(Exercise directions):
Below is a set of records; print all of them exactly as written.

(Records):
....................

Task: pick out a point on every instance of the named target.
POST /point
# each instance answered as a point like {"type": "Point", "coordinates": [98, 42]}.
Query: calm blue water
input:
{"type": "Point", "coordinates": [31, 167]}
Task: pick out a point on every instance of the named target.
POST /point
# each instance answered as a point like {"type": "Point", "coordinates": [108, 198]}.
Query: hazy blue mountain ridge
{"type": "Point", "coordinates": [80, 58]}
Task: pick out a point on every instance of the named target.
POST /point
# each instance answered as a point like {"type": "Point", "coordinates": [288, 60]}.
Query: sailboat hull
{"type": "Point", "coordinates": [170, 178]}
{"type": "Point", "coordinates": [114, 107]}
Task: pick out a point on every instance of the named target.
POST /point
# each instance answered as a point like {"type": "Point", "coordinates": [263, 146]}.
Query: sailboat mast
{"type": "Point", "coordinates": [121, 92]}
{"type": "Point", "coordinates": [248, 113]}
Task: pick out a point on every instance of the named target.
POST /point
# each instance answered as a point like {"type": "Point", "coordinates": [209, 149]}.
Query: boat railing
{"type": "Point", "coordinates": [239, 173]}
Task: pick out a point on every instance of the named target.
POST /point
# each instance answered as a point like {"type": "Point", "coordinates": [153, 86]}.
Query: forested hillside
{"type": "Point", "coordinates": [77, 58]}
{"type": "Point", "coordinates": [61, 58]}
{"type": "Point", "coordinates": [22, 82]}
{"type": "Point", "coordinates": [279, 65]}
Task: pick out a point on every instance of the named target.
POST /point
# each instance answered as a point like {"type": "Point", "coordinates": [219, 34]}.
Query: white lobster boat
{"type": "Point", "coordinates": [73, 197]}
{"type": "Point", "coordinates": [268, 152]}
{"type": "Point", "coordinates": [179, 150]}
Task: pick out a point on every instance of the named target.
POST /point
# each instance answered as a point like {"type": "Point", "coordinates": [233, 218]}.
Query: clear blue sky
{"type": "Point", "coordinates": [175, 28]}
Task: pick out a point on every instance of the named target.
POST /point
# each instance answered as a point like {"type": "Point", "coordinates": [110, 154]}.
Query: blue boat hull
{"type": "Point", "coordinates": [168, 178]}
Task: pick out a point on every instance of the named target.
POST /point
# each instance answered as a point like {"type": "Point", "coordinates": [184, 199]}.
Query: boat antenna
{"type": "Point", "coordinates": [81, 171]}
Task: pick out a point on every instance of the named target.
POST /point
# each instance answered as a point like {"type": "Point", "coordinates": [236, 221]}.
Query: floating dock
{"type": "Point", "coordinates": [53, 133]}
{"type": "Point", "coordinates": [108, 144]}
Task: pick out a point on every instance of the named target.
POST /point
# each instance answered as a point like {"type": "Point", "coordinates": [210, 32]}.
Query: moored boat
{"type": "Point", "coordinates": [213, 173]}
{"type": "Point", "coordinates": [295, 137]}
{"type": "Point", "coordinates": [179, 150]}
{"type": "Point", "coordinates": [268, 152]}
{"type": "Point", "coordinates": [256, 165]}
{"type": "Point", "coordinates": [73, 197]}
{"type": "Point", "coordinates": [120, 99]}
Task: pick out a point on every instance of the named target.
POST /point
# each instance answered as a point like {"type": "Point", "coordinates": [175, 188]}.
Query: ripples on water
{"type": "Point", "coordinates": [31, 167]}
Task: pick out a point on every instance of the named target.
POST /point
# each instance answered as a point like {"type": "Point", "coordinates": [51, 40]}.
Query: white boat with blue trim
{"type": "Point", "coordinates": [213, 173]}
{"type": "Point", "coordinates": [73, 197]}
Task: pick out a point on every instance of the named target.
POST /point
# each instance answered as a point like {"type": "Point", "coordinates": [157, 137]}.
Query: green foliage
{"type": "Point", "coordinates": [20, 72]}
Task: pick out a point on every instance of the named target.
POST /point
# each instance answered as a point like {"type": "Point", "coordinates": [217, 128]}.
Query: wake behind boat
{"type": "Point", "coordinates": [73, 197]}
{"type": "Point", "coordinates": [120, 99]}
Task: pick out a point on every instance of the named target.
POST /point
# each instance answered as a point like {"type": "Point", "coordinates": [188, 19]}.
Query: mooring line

....................

(Full response):
Task: pick out a point on every instance of the named target.
POST /point
# each instance answered as a point like {"type": "Point", "coordinates": [98, 42]}.
Query: calm blue water
input:
{"type": "Point", "coordinates": [31, 167]}
Task: pick out a point on every instance of the named target.
POST /point
# each instance answered as a point like {"type": "Point", "coordinates": [108, 198]}.
Query: hazy blue mountain ridge
{"type": "Point", "coordinates": [80, 58]}
Task: pick out a point on every instance of the named target.
POST /point
# each instance answered as a point like {"type": "Point", "coordinates": [288, 60]}.
Query: sailboat hull
{"type": "Point", "coordinates": [170, 178]}
{"type": "Point", "coordinates": [114, 107]}
Task: pick out a point on every instance of the named target.
POST /point
# each instance answered as a point like {"type": "Point", "coordinates": [263, 146]}.
Query: sailboat mast
{"type": "Point", "coordinates": [121, 92]}
{"type": "Point", "coordinates": [248, 113]}
Task: pick out a point on every instance of the named target.
POST /point
# each instance answered as a point like {"type": "Point", "coordinates": [209, 149]}.
Query: boat railing
{"type": "Point", "coordinates": [239, 173]}
Task: pick out a point on every instance of the named target.
POST /point
# each instance answered as a point like {"type": "Point", "coordinates": [153, 86]}.
Query: forested hillside
{"type": "Point", "coordinates": [77, 58]}
{"type": "Point", "coordinates": [61, 58]}
{"type": "Point", "coordinates": [22, 82]}
{"type": "Point", "coordinates": [279, 65]}
Task: pick out a point on every instance of the named target.
POST /point
# each instance answered as a point like {"type": "Point", "coordinates": [219, 34]}.
Query: white lobster boat
{"type": "Point", "coordinates": [73, 197]}
{"type": "Point", "coordinates": [268, 152]}
{"type": "Point", "coordinates": [179, 150]}
Task: pick out a point on every instance of the named target.
POST /point
# each instance answered as a point like {"type": "Point", "coordinates": [233, 218]}.
Query: clear blue sky
{"type": "Point", "coordinates": [175, 28]}
Task: pick out a point on every instance of the named target.
POST /point
# each instance answered as a point like {"type": "Point", "coordinates": [110, 154]}.
Query: blue boat hull
{"type": "Point", "coordinates": [168, 178]}
Task: pick out a point on every instance of the named target.
POST /point
# each instance answered as a point like {"type": "Point", "coordinates": [184, 199]}.
Query: boat antenna
{"type": "Point", "coordinates": [81, 171]}
Task: pick out a point on every instance of the named target.
POST /point
# each instance answered as a point like {"type": "Point", "coordinates": [236, 221]}.
Query: floating dock
{"type": "Point", "coordinates": [53, 133]}
{"type": "Point", "coordinates": [108, 144]}
Task: pick out a point on every instance of the named target.
POST /point
# each instance answered as a point like {"type": "Point", "coordinates": [210, 32]}.
Query: moored boat
{"type": "Point", "coordinates": [213, 173]}
{"type": "Point", "coordinates": [295, 137]}
{"type": "Point", "coordinates": [179, 150]}
{"type": "Point", "coordinates": [268, 152]}
{"type": "Point", "coordinates": [256, 165]}
{"type": "Point", "coordinates": [73, 197]}
{"type": "Point", "coordinates": [120, 99]}
Task: pick out a point on every instance of the named target.
POST /point
# each instance answered as a point like {"type": "Point", "coordinates": [175, 188]}.
Query: ripples on water
{"type": "Point", "coordinates": [31, 167]}
Task: pick out a point on every instance of the named target.
POST /point
# each instance answered as a point like {"type": "Point", "coordinates": [51, 40]}.
Query: white boat with blue trim
{"type": "Point", "coordinates": [213, 173]}
{"type": "Point", "coordinates": [73, 197]}
Task: pick out a point on every instance of the named target.
POST /point
# each instance answered as a point like {"type": "Point", "coordinates": [157, 137]}.
Query: green foliage
{"type": "Point", "coordinates": [20, 72]}
Task: pick out a point on every instance of the named target.
POST /point
# each instance answered as a point like {"type": "Point", "coordinates": [217, 128]}.
Query: wake behind boat
{"type": "Point", "coordinates": [73, 197]}
{"type": "Point", "coordinates": [120, 99]}
Task: pick out a point on every instance of the named target.
POST /point
# each instance answered as a point like {"type": "Point", "coordinates": [188, 19]}.
Query: mooring line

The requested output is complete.